AVAILABLE DATA start

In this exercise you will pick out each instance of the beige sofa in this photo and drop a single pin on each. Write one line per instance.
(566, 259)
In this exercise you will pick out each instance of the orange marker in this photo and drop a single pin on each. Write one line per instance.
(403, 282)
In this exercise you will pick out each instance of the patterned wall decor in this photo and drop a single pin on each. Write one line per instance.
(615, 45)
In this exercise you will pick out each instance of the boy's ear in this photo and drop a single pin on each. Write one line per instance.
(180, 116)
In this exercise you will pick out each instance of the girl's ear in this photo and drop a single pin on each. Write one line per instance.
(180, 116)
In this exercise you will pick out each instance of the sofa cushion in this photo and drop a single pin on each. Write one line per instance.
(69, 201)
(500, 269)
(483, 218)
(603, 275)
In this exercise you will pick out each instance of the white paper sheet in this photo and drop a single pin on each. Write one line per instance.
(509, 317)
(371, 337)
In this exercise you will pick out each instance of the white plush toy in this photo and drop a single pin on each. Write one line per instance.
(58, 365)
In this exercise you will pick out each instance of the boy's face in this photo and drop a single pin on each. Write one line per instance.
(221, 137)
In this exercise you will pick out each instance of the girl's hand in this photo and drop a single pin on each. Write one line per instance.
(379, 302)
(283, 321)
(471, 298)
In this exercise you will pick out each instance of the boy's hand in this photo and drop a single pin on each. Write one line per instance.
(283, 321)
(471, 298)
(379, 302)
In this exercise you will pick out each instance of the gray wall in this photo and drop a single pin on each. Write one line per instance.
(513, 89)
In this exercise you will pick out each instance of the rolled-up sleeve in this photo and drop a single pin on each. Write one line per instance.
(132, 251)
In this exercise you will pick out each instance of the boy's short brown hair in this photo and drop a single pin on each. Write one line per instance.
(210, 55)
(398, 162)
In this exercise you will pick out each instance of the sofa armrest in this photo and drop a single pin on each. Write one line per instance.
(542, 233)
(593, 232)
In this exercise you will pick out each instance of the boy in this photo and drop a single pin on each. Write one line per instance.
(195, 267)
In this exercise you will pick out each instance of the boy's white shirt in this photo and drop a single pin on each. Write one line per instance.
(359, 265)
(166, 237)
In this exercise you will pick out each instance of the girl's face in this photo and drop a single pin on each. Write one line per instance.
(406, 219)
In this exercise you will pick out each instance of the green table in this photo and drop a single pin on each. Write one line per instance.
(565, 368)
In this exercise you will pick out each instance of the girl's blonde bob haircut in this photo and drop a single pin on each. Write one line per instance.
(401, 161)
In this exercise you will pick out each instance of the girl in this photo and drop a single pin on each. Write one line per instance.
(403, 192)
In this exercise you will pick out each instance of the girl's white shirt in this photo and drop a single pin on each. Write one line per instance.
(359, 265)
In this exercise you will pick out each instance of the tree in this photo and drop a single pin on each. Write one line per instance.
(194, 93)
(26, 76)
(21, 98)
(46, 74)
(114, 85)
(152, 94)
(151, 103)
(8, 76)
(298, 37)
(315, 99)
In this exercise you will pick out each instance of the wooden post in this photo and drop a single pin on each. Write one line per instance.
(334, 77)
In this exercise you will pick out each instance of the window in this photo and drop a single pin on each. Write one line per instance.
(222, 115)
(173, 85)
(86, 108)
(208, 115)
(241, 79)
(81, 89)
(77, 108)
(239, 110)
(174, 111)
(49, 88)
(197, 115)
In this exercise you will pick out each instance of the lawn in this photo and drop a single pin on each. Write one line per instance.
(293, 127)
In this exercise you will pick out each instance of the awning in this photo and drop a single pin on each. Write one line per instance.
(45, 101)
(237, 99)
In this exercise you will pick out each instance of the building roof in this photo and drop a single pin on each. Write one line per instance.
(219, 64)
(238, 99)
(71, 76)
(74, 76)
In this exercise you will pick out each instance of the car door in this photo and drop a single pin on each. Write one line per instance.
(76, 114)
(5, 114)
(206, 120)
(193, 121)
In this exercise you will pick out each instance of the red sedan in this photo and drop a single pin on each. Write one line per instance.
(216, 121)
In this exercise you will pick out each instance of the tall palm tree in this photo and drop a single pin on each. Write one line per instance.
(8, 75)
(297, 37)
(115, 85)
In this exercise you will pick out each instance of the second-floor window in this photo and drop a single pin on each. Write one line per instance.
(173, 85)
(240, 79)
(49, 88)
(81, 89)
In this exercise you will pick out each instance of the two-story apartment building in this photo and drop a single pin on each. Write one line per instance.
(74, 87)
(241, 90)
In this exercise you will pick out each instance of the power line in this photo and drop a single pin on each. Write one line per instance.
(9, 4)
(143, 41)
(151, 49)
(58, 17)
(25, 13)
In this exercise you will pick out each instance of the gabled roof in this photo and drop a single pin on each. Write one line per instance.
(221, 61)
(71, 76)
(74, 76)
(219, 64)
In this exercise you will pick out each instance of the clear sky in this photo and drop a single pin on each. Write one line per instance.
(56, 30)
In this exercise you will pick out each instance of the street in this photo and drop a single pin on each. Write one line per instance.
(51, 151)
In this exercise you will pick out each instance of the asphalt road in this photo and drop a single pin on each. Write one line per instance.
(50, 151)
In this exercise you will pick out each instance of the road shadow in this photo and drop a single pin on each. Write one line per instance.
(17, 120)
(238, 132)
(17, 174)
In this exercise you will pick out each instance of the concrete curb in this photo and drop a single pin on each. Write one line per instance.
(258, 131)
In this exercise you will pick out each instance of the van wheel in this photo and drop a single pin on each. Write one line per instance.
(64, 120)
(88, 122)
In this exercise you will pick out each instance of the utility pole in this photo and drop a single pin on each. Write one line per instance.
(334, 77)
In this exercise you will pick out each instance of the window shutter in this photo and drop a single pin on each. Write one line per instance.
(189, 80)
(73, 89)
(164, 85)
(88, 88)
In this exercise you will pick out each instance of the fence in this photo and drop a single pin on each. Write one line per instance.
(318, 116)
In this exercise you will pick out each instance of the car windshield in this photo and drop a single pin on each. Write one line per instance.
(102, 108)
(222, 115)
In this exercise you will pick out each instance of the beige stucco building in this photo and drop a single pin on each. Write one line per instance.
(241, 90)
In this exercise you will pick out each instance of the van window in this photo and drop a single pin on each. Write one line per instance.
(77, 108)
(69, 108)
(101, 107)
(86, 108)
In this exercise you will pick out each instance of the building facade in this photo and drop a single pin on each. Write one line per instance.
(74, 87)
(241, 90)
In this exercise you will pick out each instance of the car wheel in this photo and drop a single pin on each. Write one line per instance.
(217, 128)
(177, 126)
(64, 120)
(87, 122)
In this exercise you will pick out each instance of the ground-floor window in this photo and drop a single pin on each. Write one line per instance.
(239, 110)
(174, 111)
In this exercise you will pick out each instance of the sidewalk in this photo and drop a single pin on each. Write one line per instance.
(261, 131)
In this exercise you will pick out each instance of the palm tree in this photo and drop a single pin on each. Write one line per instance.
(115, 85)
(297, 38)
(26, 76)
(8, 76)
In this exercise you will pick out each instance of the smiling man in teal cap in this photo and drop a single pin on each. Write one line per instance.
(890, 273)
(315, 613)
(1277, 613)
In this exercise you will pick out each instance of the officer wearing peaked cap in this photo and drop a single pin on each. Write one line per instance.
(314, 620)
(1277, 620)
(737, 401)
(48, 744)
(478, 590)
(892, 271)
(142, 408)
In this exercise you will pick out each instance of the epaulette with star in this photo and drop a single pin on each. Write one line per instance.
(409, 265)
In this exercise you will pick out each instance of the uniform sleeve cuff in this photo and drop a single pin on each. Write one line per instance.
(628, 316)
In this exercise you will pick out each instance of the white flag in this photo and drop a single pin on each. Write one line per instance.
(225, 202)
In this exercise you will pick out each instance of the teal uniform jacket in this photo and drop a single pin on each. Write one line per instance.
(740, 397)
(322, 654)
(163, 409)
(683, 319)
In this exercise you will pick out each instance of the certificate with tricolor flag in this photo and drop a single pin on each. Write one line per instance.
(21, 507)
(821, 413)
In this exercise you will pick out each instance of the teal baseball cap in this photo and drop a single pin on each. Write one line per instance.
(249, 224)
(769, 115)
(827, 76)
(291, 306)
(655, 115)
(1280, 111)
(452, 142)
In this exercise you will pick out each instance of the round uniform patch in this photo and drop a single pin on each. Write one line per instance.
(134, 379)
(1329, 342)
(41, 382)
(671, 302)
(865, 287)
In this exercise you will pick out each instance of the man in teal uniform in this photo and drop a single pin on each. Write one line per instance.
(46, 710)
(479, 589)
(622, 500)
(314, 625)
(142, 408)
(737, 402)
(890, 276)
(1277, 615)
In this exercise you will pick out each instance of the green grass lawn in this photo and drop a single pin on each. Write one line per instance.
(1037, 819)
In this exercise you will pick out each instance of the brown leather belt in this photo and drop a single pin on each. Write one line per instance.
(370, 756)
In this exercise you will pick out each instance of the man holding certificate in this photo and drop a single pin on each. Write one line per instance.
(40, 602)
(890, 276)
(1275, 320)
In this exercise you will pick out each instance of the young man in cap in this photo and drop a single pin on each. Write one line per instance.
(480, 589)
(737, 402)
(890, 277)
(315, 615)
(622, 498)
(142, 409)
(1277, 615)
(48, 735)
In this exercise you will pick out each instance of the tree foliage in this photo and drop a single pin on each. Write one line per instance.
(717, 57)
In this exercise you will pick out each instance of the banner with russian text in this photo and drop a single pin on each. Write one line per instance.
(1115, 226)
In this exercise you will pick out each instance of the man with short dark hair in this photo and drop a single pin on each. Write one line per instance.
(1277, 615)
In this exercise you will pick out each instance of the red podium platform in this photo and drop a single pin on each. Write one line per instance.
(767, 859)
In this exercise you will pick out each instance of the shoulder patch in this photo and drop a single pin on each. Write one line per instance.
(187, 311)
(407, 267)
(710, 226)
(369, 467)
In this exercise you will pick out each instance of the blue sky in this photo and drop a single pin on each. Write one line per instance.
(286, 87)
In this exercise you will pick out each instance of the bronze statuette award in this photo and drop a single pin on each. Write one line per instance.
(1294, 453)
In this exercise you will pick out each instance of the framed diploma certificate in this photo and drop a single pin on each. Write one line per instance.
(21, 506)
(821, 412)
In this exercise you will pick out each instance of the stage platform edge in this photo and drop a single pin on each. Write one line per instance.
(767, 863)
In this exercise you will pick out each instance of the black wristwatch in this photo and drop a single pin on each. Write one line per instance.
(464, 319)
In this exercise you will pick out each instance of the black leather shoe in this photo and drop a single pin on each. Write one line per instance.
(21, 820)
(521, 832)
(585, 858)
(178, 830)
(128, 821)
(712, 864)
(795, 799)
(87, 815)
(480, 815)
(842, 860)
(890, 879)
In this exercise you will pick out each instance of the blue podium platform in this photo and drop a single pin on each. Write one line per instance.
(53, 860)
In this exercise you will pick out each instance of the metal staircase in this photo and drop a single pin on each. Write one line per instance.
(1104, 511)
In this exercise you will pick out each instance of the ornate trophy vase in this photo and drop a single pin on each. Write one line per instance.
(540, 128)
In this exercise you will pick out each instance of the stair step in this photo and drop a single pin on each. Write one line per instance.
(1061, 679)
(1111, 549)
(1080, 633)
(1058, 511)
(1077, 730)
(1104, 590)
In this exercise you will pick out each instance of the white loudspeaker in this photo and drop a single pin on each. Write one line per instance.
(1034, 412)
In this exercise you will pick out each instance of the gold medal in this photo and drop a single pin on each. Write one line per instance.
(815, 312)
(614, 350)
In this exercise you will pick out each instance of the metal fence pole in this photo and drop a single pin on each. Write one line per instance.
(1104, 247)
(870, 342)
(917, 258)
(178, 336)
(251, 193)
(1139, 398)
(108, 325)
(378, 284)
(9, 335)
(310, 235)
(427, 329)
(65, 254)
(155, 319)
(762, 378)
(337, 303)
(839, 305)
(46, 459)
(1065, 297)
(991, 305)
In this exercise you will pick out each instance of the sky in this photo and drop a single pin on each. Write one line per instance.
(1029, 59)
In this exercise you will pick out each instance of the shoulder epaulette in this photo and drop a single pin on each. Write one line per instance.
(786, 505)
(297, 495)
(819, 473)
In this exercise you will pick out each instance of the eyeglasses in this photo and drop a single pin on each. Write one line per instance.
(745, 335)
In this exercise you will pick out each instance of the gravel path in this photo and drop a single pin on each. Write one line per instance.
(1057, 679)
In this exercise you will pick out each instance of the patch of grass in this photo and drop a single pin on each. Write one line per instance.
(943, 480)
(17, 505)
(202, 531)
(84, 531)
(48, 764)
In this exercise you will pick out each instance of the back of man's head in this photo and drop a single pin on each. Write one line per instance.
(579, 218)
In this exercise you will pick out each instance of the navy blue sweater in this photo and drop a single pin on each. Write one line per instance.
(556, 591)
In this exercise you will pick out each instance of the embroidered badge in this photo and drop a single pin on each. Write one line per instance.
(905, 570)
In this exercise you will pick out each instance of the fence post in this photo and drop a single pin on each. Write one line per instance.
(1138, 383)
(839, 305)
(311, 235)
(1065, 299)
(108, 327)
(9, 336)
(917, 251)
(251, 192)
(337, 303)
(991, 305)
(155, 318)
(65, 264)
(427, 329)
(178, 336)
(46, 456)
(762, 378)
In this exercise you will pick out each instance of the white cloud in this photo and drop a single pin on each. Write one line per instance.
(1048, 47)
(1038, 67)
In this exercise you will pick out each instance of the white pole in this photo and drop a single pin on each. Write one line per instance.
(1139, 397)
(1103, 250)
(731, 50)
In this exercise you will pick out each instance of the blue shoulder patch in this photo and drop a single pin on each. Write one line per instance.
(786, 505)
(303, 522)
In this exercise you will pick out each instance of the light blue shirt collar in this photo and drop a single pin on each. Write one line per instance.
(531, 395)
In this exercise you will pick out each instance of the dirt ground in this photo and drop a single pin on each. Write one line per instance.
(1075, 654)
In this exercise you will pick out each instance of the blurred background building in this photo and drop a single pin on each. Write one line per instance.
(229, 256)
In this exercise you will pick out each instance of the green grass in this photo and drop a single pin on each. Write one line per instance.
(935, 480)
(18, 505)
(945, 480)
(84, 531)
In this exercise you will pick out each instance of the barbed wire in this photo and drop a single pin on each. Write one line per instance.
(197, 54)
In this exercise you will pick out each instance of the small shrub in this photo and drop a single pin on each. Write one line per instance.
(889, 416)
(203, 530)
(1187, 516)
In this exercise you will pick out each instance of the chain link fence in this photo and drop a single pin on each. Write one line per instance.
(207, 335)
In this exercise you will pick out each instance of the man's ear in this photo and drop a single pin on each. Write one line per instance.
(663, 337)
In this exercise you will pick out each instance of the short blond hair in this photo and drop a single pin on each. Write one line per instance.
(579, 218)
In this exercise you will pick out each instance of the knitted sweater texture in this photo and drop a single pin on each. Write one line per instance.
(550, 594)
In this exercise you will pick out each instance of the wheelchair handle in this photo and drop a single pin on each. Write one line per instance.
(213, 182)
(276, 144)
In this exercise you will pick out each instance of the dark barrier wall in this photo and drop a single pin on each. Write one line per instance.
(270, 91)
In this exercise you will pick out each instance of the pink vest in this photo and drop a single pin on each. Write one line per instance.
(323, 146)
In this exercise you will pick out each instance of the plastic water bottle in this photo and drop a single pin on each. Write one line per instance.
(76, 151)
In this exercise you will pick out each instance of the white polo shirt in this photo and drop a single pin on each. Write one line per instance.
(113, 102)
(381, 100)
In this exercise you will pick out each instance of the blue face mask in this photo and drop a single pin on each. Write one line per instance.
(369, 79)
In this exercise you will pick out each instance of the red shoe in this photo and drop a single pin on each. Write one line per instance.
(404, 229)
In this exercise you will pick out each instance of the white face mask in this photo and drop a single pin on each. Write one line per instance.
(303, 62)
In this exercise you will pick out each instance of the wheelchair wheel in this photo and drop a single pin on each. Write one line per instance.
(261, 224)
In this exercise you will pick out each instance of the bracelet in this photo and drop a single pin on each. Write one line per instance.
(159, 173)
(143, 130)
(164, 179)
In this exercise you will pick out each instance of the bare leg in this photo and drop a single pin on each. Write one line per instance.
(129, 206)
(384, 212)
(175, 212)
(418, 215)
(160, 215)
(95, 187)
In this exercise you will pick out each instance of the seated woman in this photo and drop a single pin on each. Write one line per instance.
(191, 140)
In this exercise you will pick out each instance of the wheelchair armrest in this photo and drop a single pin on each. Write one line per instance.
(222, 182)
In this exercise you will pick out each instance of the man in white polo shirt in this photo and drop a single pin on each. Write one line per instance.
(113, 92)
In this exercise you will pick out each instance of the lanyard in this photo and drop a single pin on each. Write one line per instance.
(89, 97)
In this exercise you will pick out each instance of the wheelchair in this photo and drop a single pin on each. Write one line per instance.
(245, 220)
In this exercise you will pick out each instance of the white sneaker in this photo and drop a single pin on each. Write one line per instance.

AVAILABLE DATA end

■ **PROBLEM**: Extract, verbatim, the lines from the one containing "the blue face" through the last line of the listing above.

■ **SOLUTION FOR THIS TASK**:
In this exercise you will pick out each instance of the blue face mask in this photo and drop a single pin on each. Write one line per instance.
(369, 79)
In this exercise you will pick out each instance of the red shoe in this photo and drop a single pin on each. Write one line per instance.
(404, 229)
In this exercise you will pick out each instance of the white face mask in this photo and drop a single pin on each. Write one line per instance.
(303, 62)
In this exercise you will pick out each instance of the wheelchair wheel in this photo and drop a single pin on each. Write one line per instance.
(261, 224)
In this exercise you will pick out each instance of the bracelet in this photo and drop a single pin on each. Write one line per instance.
(159, 173)
(143, 130)
(164, 179)
In this exercise you will pick out each instance of the bare leg in this photo and drop a single pin on each. Write one line per instance.
(129, 206)
(384, 212)
(175, 212)
(418, 215)
(160, 215)
(95, 187)
In this exercise you will pick out each instance of the seated woman in this photo and drop a single pin on each. Write one line per instance.
(191, 140)
In this exercise you will pick out each instance of the wheelchair armrest in this photo and drop a single pin on each. Write one line per instance.
(222, 182)
In this exercise you will pick out each instance of the man in white polo shirt in this photo and drop a single pin on each. Write one line per instance.
(113, 92)
In this exercise you will pick out each instance of the lanyard in this photo and drop a single pin on each. Write one line per instance.
(89, 97)
In this exercise you will pick out each instance of the wheelchair in this photo and drop a single pin on each. Write one line per instance.
(245, 220)
In this exercise you will pick out each instance of the white sneaker in this photo and drop a single pin on each. Write one line per instance.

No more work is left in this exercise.